__What is required__:
State, as a number alone, how many lines of the entries contain the word "with".

[Natural language region descriptions]
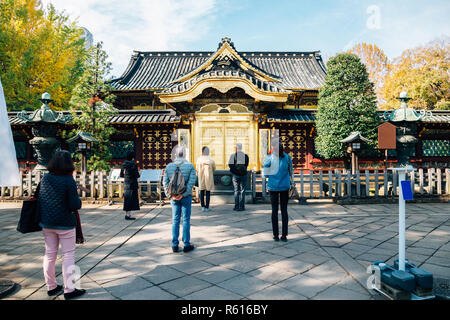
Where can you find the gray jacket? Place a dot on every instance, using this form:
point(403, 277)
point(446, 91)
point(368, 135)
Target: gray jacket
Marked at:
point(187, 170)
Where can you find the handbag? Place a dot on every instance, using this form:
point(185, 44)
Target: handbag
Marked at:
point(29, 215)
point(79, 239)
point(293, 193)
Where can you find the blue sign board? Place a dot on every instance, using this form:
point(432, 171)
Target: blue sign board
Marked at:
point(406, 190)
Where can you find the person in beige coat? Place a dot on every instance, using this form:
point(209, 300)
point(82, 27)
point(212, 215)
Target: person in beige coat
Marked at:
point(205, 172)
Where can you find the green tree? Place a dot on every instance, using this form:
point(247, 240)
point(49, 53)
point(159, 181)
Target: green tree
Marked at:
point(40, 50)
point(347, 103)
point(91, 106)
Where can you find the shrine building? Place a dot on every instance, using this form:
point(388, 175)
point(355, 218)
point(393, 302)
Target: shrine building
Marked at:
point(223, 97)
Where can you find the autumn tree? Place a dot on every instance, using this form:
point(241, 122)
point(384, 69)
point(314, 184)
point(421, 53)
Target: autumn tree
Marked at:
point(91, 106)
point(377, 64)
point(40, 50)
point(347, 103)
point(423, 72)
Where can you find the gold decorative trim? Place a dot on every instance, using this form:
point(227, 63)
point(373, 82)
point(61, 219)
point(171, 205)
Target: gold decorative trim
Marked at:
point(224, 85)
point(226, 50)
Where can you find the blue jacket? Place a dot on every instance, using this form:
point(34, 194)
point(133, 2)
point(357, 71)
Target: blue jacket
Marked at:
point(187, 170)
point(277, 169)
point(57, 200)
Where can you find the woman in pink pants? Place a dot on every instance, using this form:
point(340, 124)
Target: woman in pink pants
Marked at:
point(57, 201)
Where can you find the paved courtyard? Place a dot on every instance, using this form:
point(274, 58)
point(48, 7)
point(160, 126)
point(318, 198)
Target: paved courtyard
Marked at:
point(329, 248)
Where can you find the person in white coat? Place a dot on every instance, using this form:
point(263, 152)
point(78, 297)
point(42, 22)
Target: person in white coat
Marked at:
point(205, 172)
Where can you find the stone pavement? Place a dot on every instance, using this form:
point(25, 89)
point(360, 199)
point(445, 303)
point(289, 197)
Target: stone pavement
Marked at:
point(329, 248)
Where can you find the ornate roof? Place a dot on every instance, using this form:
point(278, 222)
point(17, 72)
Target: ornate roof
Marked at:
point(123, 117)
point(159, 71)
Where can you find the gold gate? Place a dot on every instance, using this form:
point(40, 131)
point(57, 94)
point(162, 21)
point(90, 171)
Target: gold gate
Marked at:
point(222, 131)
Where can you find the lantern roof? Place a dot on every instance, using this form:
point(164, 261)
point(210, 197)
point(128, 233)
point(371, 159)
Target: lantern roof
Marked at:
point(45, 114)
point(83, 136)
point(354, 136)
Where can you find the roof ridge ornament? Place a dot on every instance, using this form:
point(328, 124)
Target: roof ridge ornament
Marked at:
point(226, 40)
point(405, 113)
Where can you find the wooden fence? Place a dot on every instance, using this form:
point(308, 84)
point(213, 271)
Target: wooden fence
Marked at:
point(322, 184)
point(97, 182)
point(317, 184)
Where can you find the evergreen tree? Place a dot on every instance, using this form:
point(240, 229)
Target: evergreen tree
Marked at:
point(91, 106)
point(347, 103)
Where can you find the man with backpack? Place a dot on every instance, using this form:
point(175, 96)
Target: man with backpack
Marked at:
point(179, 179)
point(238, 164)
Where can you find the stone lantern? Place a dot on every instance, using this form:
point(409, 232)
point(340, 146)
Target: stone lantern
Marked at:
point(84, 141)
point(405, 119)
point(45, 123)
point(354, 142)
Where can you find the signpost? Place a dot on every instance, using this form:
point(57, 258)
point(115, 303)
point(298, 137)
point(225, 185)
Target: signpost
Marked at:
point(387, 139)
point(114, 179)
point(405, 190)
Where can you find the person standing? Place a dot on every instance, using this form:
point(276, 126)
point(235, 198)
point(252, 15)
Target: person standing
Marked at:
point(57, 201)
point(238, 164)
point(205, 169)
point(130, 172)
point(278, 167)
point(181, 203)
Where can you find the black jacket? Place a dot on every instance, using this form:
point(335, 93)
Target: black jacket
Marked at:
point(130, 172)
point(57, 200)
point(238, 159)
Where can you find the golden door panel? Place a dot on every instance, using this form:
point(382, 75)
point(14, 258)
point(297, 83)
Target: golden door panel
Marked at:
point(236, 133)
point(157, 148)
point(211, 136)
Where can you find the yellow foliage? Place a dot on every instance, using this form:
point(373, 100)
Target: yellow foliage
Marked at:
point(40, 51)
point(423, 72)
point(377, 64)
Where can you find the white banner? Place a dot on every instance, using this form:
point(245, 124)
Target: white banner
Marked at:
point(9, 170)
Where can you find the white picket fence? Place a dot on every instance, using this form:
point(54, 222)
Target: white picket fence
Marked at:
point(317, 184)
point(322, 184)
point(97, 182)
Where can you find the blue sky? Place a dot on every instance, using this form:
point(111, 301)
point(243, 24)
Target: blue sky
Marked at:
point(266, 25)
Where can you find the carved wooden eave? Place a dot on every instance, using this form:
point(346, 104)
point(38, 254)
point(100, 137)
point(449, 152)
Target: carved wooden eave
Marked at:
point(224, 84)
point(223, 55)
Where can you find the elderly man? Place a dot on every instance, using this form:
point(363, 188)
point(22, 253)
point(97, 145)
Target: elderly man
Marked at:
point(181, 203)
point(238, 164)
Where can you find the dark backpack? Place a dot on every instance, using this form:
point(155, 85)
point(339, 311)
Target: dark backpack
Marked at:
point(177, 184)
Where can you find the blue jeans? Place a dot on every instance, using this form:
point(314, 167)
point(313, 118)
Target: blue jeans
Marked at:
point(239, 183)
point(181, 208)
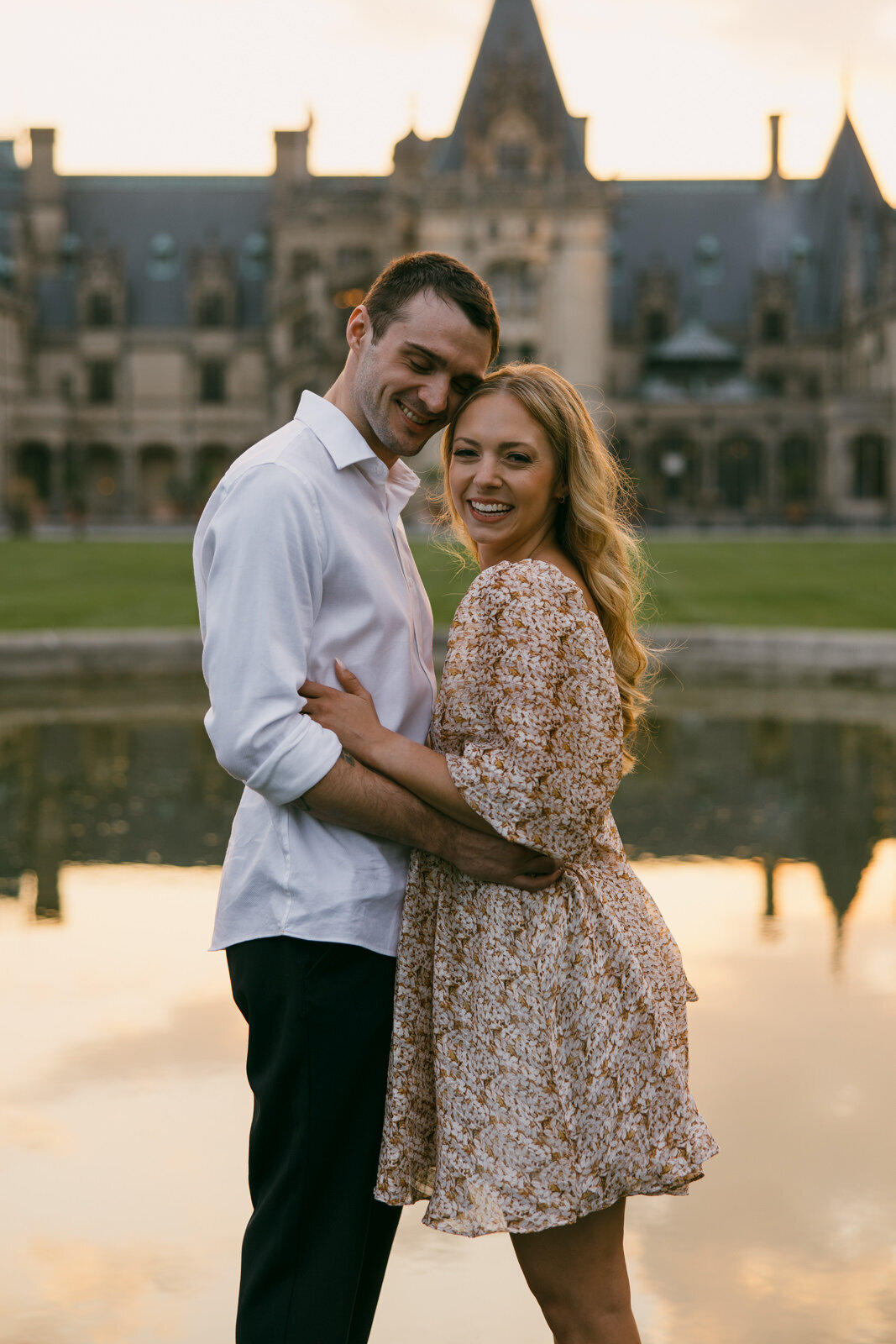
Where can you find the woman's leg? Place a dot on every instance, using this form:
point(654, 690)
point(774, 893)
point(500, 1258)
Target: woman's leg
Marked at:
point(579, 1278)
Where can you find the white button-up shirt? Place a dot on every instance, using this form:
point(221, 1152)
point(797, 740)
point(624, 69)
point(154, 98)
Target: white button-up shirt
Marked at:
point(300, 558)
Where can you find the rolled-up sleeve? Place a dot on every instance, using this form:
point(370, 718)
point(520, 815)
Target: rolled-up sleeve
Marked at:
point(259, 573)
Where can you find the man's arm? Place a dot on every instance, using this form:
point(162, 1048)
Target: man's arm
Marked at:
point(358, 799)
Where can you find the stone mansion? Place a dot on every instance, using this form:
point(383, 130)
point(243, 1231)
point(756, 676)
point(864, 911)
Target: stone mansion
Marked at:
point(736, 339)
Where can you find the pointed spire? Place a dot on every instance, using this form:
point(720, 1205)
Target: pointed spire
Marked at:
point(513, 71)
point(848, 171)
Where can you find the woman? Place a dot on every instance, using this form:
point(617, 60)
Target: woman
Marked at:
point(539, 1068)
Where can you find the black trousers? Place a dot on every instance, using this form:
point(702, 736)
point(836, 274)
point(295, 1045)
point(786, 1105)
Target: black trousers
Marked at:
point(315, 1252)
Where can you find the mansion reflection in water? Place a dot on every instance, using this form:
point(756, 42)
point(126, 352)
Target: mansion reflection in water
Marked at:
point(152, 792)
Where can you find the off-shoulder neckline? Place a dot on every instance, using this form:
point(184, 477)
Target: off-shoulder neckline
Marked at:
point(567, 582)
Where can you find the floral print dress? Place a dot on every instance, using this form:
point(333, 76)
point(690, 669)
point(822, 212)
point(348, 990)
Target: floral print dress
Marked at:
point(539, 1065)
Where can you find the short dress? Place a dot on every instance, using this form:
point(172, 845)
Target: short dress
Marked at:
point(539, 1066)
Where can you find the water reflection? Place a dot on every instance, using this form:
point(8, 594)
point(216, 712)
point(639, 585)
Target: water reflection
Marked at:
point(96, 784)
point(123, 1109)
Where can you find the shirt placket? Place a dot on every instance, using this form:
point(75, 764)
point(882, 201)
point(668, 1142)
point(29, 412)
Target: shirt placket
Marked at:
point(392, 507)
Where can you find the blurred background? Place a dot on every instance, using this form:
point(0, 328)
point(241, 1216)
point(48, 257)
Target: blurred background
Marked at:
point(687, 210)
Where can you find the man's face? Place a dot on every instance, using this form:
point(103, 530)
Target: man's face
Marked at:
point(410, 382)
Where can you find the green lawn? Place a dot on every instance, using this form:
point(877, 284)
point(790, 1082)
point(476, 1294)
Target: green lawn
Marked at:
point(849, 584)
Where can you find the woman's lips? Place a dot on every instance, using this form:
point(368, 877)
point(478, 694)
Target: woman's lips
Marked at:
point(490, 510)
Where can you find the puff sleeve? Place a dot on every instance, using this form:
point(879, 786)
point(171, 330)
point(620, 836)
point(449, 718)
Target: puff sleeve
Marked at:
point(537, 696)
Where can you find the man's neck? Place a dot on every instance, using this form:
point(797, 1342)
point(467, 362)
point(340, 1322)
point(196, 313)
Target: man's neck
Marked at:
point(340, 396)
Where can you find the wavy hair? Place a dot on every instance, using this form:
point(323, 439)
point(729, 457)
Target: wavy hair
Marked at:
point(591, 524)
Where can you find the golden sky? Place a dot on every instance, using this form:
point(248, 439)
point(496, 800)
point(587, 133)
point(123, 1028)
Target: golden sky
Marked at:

__Written solution__:
2